[START OF Data for this exercise]

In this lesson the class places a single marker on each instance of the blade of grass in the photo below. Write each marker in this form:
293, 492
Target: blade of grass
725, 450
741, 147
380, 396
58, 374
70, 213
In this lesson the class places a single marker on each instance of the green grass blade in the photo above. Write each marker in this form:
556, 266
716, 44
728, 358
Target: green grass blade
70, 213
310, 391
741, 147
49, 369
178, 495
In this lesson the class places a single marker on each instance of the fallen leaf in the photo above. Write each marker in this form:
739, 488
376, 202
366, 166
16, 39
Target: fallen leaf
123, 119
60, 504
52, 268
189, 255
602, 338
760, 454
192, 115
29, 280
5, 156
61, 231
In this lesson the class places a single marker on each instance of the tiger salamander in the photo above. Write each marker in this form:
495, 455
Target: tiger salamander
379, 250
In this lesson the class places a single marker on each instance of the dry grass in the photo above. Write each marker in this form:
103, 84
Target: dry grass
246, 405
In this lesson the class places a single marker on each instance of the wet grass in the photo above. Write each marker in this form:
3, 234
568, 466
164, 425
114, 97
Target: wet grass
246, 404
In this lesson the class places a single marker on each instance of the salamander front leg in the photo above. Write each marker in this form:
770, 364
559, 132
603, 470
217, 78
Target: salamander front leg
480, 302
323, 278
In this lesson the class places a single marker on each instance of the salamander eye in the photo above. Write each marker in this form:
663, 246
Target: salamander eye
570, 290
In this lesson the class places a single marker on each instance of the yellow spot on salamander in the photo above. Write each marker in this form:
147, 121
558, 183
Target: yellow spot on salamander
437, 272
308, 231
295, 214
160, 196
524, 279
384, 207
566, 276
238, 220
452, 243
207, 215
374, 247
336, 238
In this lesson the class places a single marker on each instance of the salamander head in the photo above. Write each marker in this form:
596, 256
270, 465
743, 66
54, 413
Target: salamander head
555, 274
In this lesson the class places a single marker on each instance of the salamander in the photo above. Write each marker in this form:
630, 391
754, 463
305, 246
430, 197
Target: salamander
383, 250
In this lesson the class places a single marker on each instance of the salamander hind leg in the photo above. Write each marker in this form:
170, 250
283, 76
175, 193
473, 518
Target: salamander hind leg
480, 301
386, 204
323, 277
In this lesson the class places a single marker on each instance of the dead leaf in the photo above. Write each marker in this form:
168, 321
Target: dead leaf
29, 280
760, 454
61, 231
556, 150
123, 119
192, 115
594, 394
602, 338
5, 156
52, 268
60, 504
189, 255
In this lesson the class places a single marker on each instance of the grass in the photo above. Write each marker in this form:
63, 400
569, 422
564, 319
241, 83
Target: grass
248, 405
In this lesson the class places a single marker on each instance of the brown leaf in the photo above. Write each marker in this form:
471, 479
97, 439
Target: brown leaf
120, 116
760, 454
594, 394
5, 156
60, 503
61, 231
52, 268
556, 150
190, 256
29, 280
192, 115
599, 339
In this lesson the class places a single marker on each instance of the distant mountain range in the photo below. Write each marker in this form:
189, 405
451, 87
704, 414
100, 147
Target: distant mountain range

[END OF Data for this exercise]

Rewrite the data as a numbered list, from the line containing "of the grass" through the last line of the data, skipping any blank lines.

1. In this lesson the class places a single marker on each instance of the grass in the photo above. Write each marker in this form:
2. 63, 400
3. 569, 422
4. 564, 319
5. 241, 83
6. Target: grass
7. 248, 405
8. In this lesson the class places a single marker on each instance of the brown leaf in the photo above. Write each marker in this form:
9. 471, 479
10. 97, 439
11. Target: brown leaf
12. 120, 116
13. 760, 454
14. 594, 394
15. 5, 156
16. 60, 503
17. 61, 231
18. 52, 268
19. 556, 150
20. 190, 256
21. 29, 280
22. 192, 115
23. 599, 339
24. In this lesson the class places a single marker on each instance of the distant mountain range in the photo below. Write each marker in this form:
25. 189, 405
26. 451, 87
27. 704, 414
28. 100, 147
29. Target: distant mountain range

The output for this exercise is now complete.